EXERCISE OBJECTIVE ->
Please write out every line of the material below without any change, leaving out the pictures.

Items listed in a dataset
——————

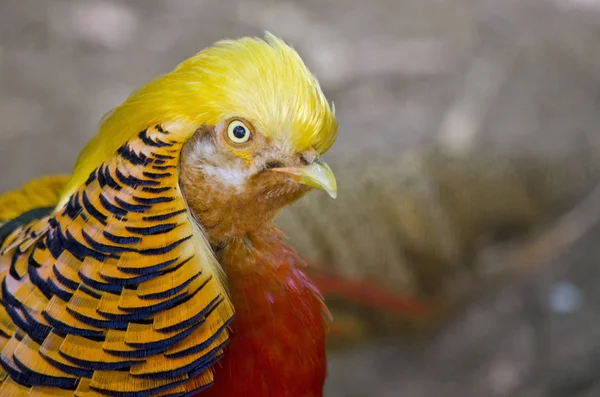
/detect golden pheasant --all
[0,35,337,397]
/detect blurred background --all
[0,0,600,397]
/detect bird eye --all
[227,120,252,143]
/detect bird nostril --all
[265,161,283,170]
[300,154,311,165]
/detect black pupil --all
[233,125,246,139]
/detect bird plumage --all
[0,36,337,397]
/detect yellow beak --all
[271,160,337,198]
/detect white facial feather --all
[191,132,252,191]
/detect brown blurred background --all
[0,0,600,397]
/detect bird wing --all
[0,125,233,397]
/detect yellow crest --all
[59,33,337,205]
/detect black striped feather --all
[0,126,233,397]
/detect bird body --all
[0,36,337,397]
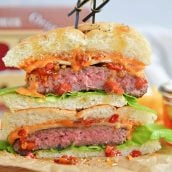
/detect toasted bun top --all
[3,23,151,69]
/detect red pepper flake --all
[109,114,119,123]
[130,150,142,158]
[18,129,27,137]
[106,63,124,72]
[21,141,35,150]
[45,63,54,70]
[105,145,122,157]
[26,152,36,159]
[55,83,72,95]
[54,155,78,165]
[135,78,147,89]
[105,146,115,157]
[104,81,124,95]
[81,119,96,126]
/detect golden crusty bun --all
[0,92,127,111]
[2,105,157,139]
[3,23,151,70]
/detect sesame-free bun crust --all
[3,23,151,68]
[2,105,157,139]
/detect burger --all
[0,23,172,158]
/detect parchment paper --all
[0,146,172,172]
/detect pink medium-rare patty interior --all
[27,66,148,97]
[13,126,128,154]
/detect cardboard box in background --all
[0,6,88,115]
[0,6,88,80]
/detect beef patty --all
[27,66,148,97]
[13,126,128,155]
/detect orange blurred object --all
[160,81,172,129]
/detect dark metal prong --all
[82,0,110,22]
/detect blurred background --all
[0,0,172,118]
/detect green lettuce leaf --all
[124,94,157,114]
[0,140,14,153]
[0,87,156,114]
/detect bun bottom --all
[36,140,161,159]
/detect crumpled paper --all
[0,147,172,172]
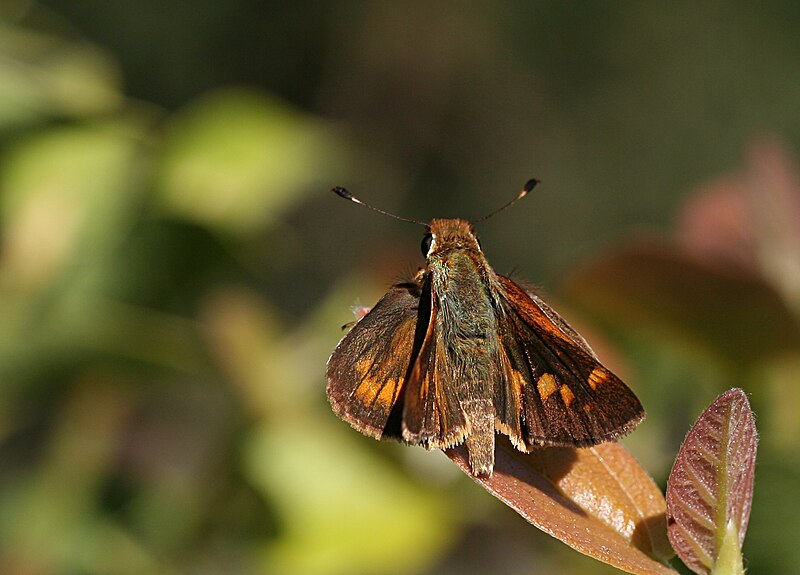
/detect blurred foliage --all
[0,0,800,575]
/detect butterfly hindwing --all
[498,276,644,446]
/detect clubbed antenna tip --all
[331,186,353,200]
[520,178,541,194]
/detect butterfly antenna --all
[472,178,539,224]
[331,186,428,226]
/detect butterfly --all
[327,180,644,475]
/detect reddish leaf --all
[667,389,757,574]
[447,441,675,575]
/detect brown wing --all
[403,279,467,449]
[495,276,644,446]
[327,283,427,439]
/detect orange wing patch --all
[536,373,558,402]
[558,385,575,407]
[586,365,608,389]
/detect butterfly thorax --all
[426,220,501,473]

——————

WRITTEN SOLUTION ->
/detect golden pheasant --all
[0,35,337,397]
/detect blurred background --all
[0,0,600,397]
/detect bird eye --all
[227,120,252,143]
/detect bird nostril --all
[265,161,283,170]
[300,154,311,165]
/detect black pupil --all
[233,125,246,139]
/detect bird plumage --all
[0,36,337,397]
/detect yellow beak --all
[271,160,337,198]
/detect white facial feather --all
[191,132,252,191]
/detect brown blurred background --all
[0,0,600,397]
/detect bird wing --all
[0,125,233,397]
/detect yellow crest --all
[59,33,337,205]
/detect black striped feather --all
[0,126,233,397]
/detect bird body --all
[0,36,337,397]
/detect toasted bun top --all
[3,23,151,69]
/detect red pepper flake --all
[109,114,119,123]
[130,150,142,158]
[18,129,27,137]
[106,63,124,72]
[21,141,35,150]
[45,63,54,70]
[105,145,122,157]
[26,152,36,159]
[55,83,72,95]
[54,155,78,165]
[135,78,147,89]
[105,146,115,157]
[104,81,124,95]
[81,119,96,126]
/detect golden crusty bun --all
[0,92,127,111]
[2,105,157,139]
[3,23,151,70]
/detect sesame-free bun crust --all
[3,23,151,68]
[2,105,157,139]
/detect burger --all
[0,23,172,158]
/detect parchment paper --all
[0,146,172,172]
/detect pink medium-rare patty interior --all
[27,66,148,97]
[13,126,128,154]
/detect cardboard box in background --all
[0,6,88,115]
[0,6,88,80]
/detect beef patty --all
[27,66,148,97]
[13,126,128,155]
/detect orange blurred object --all
[160,81,172,129]
/detect dark metal prong --all
[82,0,110,22]
/detect blurred background --all
[0,0,172,118]
/detect green lettuce leaf --all
[124,94,157,114]
[0,140,14,153]
[0,87,156,114]
/detect bun bottom --all
[36,140,161,159]
/detect crumpled paper --all
[0,147,172,172]
/detect blurred foliage --all
[0,0,800,575]
/detect butterfly hindwing --all
[498,276,644,446]
/detect clubbed antenna tip --all
[331,186,353,200]
[520,178,541,194]
/detect butterfly antenna --all
[472,178,539,224]
[331,186,428,226]
/detect butterfly --all
[327,180,644,475]
/detect reddish leaf --all
[667,389,757,574]
[447,441,675,575]
/detect brown wing --all
[403,279,467,449]
[495,276,644,446]
[327,283,427,439]
/detect orange wing patch --all
[536,373,558,402]
[558,385,575,407]
[586,365,608,389]
/detect butterfly thorax --all
[426,220,501,473]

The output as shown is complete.